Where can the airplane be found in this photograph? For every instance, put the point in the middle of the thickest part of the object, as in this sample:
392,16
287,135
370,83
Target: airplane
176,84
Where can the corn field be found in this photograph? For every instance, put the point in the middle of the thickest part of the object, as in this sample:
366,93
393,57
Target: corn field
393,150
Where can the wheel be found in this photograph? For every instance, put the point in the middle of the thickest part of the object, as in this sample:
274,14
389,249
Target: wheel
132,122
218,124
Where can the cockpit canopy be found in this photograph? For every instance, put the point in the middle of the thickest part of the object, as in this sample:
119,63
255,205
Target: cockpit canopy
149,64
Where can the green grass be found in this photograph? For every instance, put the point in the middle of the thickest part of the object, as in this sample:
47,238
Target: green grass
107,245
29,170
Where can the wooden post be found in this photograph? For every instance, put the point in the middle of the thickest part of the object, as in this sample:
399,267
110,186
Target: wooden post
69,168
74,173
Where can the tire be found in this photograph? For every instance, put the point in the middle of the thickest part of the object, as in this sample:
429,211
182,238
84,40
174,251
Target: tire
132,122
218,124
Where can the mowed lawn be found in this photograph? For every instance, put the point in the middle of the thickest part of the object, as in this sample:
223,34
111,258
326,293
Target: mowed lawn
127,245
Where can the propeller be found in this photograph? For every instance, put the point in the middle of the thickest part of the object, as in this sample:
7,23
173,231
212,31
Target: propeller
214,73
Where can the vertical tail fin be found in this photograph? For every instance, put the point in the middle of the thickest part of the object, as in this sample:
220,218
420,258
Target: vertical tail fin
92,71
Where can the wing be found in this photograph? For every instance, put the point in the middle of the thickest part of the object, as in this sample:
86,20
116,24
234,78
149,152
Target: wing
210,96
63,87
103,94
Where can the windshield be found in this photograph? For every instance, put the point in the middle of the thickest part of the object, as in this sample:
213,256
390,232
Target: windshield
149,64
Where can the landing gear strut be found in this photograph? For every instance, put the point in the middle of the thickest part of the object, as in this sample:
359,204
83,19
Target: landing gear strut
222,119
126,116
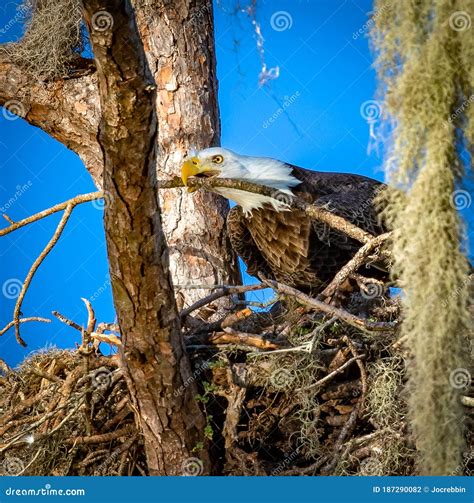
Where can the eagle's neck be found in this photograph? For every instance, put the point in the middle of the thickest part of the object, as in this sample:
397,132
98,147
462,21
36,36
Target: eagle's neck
267,172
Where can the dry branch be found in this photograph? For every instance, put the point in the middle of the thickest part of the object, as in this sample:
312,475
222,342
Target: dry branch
368,326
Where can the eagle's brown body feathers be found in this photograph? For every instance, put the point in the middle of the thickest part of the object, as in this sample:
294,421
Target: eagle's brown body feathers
292,248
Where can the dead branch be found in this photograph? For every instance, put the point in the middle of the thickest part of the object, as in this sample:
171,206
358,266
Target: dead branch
98,439
333,374
67,321
23,320
230,336
357,261
83,198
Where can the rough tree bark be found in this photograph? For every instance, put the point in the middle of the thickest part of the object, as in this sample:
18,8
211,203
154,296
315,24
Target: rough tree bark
177,38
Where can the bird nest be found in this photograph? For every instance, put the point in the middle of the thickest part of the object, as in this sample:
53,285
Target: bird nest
65,414
285,391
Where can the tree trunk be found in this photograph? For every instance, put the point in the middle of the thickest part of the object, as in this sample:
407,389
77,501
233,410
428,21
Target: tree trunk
154,355
179,45
152,98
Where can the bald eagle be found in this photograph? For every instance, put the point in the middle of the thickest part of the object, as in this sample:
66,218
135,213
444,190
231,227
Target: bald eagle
282,243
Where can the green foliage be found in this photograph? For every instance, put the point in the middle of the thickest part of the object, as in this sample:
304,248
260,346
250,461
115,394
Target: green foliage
425,56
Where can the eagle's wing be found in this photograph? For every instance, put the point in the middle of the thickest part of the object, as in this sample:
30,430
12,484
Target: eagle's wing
346,195
244,245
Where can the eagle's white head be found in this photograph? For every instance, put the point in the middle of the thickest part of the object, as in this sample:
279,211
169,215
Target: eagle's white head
223,163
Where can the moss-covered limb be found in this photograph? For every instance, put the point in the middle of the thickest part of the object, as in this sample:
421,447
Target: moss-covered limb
316,212
357,261
425,61
220,292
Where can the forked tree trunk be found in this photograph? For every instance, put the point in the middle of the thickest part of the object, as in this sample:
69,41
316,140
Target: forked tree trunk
152,98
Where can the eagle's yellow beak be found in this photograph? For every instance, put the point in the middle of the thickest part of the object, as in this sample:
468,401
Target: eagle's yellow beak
193,167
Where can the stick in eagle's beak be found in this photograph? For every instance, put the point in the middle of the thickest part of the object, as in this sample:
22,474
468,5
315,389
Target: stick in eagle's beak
193,167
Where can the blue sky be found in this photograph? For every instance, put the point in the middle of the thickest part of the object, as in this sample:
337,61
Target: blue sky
313,115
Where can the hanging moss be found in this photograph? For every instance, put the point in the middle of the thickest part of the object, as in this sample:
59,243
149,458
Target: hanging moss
53,38
425,56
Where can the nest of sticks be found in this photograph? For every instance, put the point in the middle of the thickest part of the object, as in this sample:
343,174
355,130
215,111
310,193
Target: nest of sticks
286,391
64,414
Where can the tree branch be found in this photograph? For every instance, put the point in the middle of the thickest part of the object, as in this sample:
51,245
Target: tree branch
350,319
313,211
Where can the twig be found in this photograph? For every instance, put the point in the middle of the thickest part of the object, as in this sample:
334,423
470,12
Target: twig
23,320
82,198
34,268
45,375
68,207
313,211
98,439
467,401
350,423
355,263
350,319
222,292
67,321
333,374
230,336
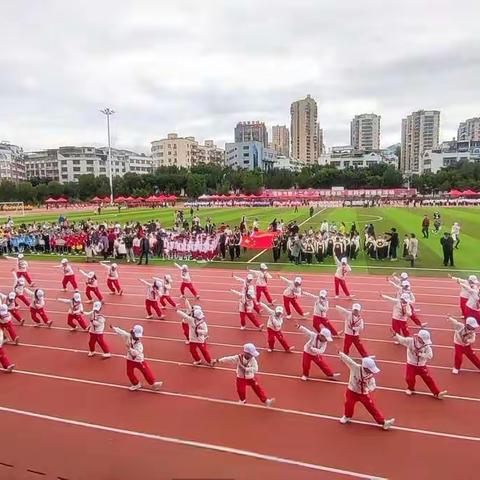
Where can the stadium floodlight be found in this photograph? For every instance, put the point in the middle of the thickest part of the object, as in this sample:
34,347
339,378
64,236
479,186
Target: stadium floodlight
107,112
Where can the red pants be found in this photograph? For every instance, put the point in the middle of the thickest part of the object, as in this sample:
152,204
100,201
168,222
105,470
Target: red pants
355,339
273,335
26,276
10,329
470,312
319,322
287,301
258,293
460,351
318,360
153,305
95,291
70,279
190,286
39,315
24,299
143,367
4,361
341,283
251,316
251,382
203,348
74,318
414,317
167,298
15,314
401,327
186,330
114,285
351,398
412,371
98,338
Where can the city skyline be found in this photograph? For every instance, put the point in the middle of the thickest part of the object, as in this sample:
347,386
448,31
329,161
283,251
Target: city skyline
63,64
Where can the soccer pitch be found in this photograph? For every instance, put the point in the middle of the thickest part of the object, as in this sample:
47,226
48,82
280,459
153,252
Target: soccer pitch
406,220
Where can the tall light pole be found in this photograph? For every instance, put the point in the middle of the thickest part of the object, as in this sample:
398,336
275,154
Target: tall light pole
107,112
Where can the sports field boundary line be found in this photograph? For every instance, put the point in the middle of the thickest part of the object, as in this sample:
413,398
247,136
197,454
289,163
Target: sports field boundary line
264,349
262,407
268,374
300,225
191,443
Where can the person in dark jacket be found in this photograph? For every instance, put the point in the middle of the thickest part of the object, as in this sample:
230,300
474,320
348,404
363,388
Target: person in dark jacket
447,245
144,250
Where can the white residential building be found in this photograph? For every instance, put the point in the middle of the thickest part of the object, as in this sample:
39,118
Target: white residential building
346,156
11,162
365,132
249,156
469,130
449,154
184,152
67,164
420,132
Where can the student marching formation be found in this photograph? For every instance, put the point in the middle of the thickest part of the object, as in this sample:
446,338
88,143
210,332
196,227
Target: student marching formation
254,299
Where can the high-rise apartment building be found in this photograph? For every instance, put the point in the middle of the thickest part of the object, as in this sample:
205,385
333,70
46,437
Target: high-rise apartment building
469,130
420,132
365,132
281,140
304,131
251,132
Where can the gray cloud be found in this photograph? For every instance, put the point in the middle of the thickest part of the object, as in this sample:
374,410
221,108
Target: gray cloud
199,67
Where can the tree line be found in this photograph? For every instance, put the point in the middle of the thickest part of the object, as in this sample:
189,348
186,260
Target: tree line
216,179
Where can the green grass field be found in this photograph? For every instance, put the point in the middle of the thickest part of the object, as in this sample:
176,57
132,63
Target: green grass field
406,220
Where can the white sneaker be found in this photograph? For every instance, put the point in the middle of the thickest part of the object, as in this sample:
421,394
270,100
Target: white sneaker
441,395
388,423
269,402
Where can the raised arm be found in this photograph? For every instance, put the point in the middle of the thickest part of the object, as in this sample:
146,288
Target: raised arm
347,360
269,310
391,299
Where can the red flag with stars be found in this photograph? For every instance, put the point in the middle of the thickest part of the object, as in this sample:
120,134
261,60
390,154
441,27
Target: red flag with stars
258,240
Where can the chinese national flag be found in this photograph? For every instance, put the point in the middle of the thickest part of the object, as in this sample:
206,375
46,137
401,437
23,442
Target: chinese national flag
258,240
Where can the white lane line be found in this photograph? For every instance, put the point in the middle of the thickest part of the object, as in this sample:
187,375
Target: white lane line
268,374
300,225
191,443
275,409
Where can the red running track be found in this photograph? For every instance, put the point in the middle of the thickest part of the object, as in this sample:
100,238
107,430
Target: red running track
69,416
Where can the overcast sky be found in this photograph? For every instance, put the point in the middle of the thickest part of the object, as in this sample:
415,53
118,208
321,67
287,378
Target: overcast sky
197,67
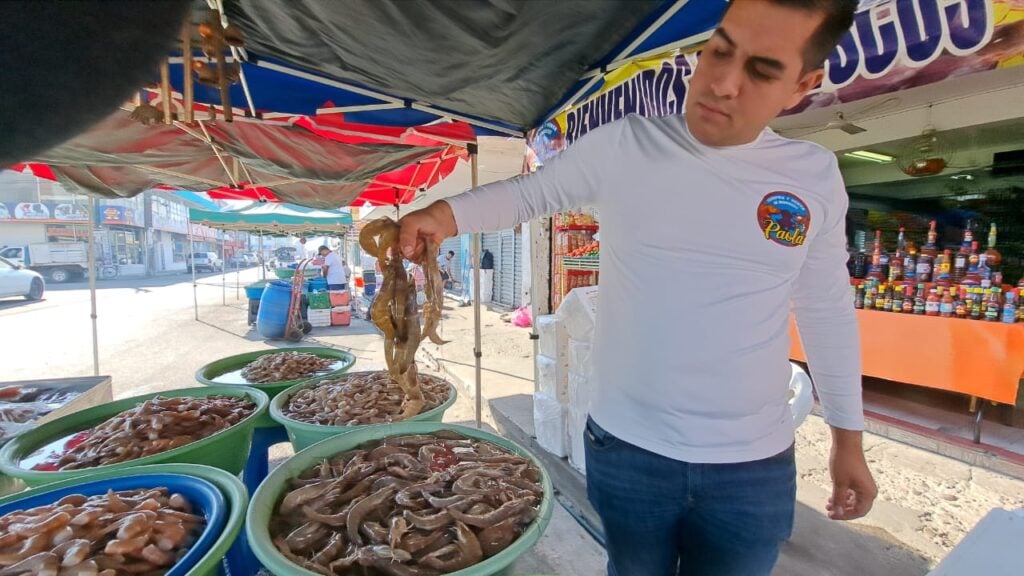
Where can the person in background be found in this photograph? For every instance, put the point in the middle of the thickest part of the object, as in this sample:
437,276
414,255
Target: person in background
444,264
334,269
689,442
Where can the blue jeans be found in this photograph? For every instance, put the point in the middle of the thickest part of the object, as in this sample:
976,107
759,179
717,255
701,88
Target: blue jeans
664,517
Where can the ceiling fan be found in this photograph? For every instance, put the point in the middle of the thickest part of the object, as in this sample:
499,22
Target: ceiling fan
840,121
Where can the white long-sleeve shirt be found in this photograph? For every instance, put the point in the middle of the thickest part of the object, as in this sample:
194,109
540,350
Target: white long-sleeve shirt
702,251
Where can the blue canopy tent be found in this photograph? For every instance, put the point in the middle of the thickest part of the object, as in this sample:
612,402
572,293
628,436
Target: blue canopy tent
504,68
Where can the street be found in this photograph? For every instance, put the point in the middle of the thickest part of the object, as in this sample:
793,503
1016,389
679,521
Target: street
150,340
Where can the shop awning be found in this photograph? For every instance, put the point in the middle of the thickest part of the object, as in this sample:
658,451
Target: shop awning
312,162
274,219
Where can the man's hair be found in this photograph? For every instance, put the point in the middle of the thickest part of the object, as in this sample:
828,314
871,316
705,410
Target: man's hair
838,21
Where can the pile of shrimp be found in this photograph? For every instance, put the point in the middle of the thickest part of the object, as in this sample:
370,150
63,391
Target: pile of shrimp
144,531
154,426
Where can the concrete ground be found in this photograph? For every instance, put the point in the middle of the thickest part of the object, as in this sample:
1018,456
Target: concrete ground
933,489
151,341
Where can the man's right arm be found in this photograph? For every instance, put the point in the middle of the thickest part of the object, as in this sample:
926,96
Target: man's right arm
572,179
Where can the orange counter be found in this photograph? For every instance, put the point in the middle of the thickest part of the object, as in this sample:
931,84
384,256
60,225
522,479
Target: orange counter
976,358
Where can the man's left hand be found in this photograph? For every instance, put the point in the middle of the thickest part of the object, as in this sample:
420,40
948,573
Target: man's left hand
853,487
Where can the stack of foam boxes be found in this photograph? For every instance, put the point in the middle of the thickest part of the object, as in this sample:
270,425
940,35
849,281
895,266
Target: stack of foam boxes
579,314
341,307
552,397
562,401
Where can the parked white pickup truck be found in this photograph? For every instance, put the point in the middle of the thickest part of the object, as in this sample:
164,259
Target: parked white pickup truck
59,261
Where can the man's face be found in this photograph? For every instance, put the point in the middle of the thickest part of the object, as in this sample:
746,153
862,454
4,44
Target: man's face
751,70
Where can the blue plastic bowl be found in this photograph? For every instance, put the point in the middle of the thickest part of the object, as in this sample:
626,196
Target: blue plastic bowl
204,496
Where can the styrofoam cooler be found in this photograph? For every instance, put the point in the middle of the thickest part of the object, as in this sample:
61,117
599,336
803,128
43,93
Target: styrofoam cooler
576,428
339,297
580,358
579,407
554,340
579,313
318,318
550,424
341,316
553,377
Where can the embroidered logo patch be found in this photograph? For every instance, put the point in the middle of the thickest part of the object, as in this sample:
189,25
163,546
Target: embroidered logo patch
784,218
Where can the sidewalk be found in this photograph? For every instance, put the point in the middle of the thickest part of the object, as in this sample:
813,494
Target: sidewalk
927,501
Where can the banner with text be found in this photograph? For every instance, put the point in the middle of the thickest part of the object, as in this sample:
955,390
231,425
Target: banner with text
893,45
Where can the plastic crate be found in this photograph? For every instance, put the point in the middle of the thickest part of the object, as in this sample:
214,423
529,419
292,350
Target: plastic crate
339,298
341,316
318,300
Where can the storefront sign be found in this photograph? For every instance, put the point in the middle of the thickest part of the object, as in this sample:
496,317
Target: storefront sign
43,212
893,45
202,232
68,232
119,215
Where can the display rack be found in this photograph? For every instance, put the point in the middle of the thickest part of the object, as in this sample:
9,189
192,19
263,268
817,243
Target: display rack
571,231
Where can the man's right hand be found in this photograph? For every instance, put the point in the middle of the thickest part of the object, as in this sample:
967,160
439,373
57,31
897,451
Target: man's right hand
434,222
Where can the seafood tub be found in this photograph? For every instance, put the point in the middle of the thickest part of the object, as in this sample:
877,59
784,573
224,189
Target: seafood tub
267,496
304,435
224,372
212,490
226,449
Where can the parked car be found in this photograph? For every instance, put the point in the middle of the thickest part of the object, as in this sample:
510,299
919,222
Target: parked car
60,261
208,261
16,280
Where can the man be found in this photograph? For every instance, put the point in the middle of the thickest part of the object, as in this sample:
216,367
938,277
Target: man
689,446
335,271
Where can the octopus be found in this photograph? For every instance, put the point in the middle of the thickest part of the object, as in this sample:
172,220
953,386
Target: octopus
360,399
143,531
156,425
394,311
285,366
408,505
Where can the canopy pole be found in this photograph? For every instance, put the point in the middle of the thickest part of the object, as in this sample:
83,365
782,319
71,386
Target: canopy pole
477,354
223,273
192,258
92,284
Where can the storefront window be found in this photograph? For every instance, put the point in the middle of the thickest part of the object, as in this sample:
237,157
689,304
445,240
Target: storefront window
127,247
180,249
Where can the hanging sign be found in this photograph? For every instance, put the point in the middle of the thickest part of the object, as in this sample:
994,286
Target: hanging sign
893,45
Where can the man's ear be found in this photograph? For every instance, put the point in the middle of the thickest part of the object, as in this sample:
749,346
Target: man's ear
808,82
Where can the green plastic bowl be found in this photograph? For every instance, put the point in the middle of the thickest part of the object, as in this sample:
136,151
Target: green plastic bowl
208,374
232,489
304,435
228,449
272,489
__________
## TASK TO COMPLETE:
Quote, without alteration, the final stretch of the entries: the line with "Where can the canopy" onward to the last line.

## RESPONSE:
Where can the canopy pole be found in this photograph? For every instance, put the point in the middle of the thickest part of the object, as in this sample:
83,365
782,319
71,386
Target: canopy pole
477,354
223,273
192,258
92,284
Where can the storefront window be found in this photograph? For every instance, put the point in the middle of the thickest part of the object, as in this sample:
237,157
689,304
445,240
Target: storefront window
127,247
180,249
Where can the hanging sign be found in this photograph? For every instance, put the point in the middle of the thickest part of the object, as in this sample:
994,286
Target: hanging sign
893,45
Where can the man's ear be found in this photograph? For every instance, put the point in the middle of the thickest part of the object, as in this sample:
749,346
Target: man's ear
808,82
Where can the green plastic bowl be found in this photograph? For every instance, put the point in the middle of the thickest part of the object, as in this sample:
136,151
Target: green plastic bowl
208,374
232,489
304,435
228,449
272,489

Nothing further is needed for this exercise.